* start Selected extract *

The holidays haven’t begun until the Red Mole Pork Tamales are steaming on the stove!
This step-by-step recipe will walk you through exactly how to make the most luscious pork-and-mole-filled tamales for your family this Christmas.
Armando and I have been hosting Tamaladas (tamale-making parties) since our first years together and it is the BEST way to make tamales in my opinion.
You gather a few friends and family and spend an afternoon knocking out dozens of tamales which then everyone gets to take home.
A tamalada not only makes the time-consuming job of making tamales more fun, but stocking the freezer full of tamales at the same time!
Prep For a Tamalada
If you want to give this party idea a try here’s what you have to do:
- Make the pork and mole sauce a couple days in advance and then soak the corn husks the night before the party.
- The masa should be made the morning of the party.
- Ask guest to bring snacks and drinks and before you know it, the tamales will be steaming away.
What’s In A Red Mole Pork Tamale?
Before we dive in to how to make the tamales, let’s look at the recipes that make up the tamales. Here’s what you’ll need to have ready before you actually get to assembling them:
- Mole Coloradito or Red Mole Sauce (see recipe below). This is one of those labor-of-love recipes made with dried chiles, seeds, and a bit of chocolate.
- Shredded Pork. Succulent pork butt simmered until tender with onions, garlic, and bay leaf.
- Masa Dough. A fluffy dough made from masa harina, baking powder, lard and salt.
- Soaked Corn Husk Leaves. These are what you will use to wrap up your tamales.
I think these are the perfect tamales and ones I make every year.
They have all the elements of an authentic Mexican tamale—soft dough, juicy, flavorful pork, savory and complex sauce.
If you’ve ever wanted to try making mole sauce or tamales this recipe is a great place to start.
Wait—What Are Tamales?
Tamales are a dumpling of sorts made all throughout Mexico and Central America and even in parts of South America too, like Venezuela, where they are called Hallacas.

* end Selected extract *

--- Requests ---
[1] In the tamale text, what are tamales called in Venezuela?
[2] Pick up the red mole pork tamale text where it stops and continue it.
These records were taken from a separate source.

* start Dataset extract *

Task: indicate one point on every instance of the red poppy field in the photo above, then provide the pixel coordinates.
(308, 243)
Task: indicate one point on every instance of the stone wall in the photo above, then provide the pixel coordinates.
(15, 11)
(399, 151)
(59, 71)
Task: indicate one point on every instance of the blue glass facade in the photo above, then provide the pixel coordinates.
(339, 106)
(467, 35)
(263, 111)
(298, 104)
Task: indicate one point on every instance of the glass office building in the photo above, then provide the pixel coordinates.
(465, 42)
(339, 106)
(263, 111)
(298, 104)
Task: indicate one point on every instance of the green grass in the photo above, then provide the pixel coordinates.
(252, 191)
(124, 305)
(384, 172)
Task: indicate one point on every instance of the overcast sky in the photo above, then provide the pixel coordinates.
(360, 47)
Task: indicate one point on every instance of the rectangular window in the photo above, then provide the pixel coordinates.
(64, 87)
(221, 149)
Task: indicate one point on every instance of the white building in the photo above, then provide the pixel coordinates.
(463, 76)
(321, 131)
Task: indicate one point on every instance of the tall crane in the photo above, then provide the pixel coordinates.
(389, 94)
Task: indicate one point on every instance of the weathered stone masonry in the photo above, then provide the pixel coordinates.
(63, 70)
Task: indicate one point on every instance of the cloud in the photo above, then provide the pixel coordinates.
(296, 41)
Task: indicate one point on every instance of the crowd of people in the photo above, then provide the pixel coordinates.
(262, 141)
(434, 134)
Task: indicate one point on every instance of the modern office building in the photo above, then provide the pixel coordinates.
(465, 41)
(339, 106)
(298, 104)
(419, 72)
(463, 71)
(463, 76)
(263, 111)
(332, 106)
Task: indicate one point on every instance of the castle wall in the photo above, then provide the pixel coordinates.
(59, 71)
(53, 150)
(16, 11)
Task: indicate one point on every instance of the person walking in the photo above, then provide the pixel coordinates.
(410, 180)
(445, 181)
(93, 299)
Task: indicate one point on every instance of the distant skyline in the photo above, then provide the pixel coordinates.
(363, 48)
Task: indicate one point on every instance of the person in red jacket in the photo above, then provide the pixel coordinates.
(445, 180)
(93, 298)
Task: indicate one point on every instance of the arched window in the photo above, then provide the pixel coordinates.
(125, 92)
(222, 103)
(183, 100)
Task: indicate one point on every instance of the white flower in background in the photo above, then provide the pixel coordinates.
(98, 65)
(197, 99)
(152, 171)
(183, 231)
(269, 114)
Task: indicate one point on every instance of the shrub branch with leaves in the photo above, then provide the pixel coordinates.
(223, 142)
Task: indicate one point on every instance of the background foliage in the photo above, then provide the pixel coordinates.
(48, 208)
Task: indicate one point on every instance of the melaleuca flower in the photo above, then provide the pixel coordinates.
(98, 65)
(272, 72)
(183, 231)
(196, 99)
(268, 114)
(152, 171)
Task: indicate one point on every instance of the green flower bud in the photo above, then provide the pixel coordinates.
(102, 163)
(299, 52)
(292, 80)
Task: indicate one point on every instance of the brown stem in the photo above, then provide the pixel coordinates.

* end Dataset extract *

--- Answers ---
[1] Hallacas.

[2]
At their most basic they are dough (almost always made with a corn flour called masa harina or ground field corn) wrapped in either dried corn husks or banana leaves and steamed.
They can be filled or not, sweet or savory, tiny or enormous.
The ones we are making today are the savory kind made with masa harina dough, filled with pork and mole sauce, and wrapped in corn husks.
Tools You’ll Need
Make sure you have everything you need before getting started. The last thing you want to do is realize you don’t have the right equipment halfway through.
- 2 large stock pots for cooking the pork and soaking corn husks. At least 12 quarts but if you have a bigger one, that’s better.
- Large Colander
- A large (12-quart) heat-proof container for holding broth.
- Large cast iron skillet or comal or griddle for toasting chiles.
- Heavy-duty blender for mole sauce.
- Fine Mesh Sieve
- Large Mixing Bowl for mixing masa.
- Tamale Steamer Pot
Nice To Have
These things aren’t absolutely necessary, but make preparing the tamales easier.
Step 1: Soak the Corn Husks
Dried corn husks need at least an hour to soak in hot water before they become soft enough to use.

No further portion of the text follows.